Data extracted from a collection
»»

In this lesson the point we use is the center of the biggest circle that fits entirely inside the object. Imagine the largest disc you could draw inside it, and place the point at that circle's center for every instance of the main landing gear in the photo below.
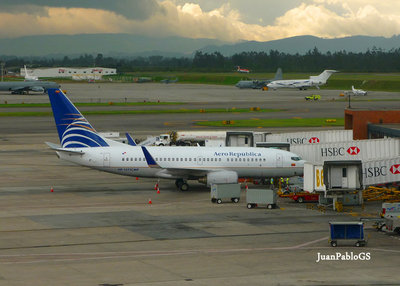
(182, 185)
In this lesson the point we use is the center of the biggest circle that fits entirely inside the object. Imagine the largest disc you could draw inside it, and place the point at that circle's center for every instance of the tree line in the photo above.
(374, 60)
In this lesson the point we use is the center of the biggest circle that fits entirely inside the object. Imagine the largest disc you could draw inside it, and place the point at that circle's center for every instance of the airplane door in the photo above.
(106, 160)
(279, 160)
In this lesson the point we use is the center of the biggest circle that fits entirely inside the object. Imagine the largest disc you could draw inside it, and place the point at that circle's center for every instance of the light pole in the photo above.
(2, 70)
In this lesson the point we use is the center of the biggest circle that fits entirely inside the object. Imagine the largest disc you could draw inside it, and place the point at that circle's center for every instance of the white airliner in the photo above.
(302, 83)
(29, 77)
(82, 145)
(357, 92)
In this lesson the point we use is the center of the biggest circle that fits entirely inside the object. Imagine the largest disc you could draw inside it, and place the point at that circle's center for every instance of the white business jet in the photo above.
(81, 144)
(29, 77)
(316, 81)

««

EXERCISE INSTRUCTIONS
Could you repeat the entries word for word, skipping the pictures they contain?

EXERCISE OUTPUT
In this lesson the point we use is the center of the biggest circle that fits entirely inside the object. Imagine the largest disc you could draw inside it, and place the point at that circle's center for every instance of the main landing gear in the photo below.
(182, 185)
In this lesson the point we use is the center of the biggest circle that fits entirely inside the object. Imagine the largest disc you could draw inside it, and place the point at that circle's center for every instance of the tree line in the photo above.
(374, 60)
In this lesson the point we use is the center of the biggest circle that fits entirely inside the object. Imagine the largest disc you could draw inside it, and place the point at that circle's center for every instance of the airplane door in the photo above.
(106, 160)
(279, 160)
In this lesson the point we use is the center of the biggest circle that fits entirely inside the object. Imagine the largest disc you could draw inside it, and place the point at that circle's center for every instance of the light pole in the photo above.
(2, 70)
In this lesson the point we use is the center of the biggest circle that fits entirely inside the object. Imagine the largest disc you could draw inside it, and place the point at that circle's center for every instance of the white airliner in the photo above.
(302, 83)
(29, 77)
(82, 145)
(357, 92)
In this lesson the point we use is the center of the biggest circle that fits entirely inside the object. Imagine the largest disc you could draw inside it, and place the point at that circle's center for every instance of the white business jet in the photo above.
(81, 144)
(29, 77)
(316, 81)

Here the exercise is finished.